-- start Supplied data --

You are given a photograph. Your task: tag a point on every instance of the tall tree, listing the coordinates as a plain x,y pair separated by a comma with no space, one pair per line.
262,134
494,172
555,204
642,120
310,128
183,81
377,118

-- end Supplied data --
-- start Supplied data --

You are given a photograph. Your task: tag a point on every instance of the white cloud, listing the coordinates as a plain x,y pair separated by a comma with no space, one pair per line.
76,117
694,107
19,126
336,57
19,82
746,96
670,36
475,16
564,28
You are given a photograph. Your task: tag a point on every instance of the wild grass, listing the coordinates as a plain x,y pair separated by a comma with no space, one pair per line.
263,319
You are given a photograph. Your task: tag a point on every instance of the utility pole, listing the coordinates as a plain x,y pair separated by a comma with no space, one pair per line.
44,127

-- end Supplied data --

Job :: Collect every row of the items above that contains the string "line", treating uppercase and lowercase as distinct.

Exercise solution ::
You are given a photograph. Your task: tag a point on every instance of the tall tree, listing the coordinates as a plain x,y pair separated by a comma with no space, one pair per line.
You are given a photograph. Your task: tag a point on every instance of the white cloud, listing the coordinates as a plain x,y pair separated by a comma with no space, one pair per line.
You are given a photograph. Your task: tag a point on every instance of the wild grass, listing the coordinates as a plain x,y pair separated by a comma with no space, one pair per line.
You are given a photograph. Your task: tag a point on every instance of the utility pole, listing the coordinates as a plain x,y pair separated by a comma with no space, one pair per line.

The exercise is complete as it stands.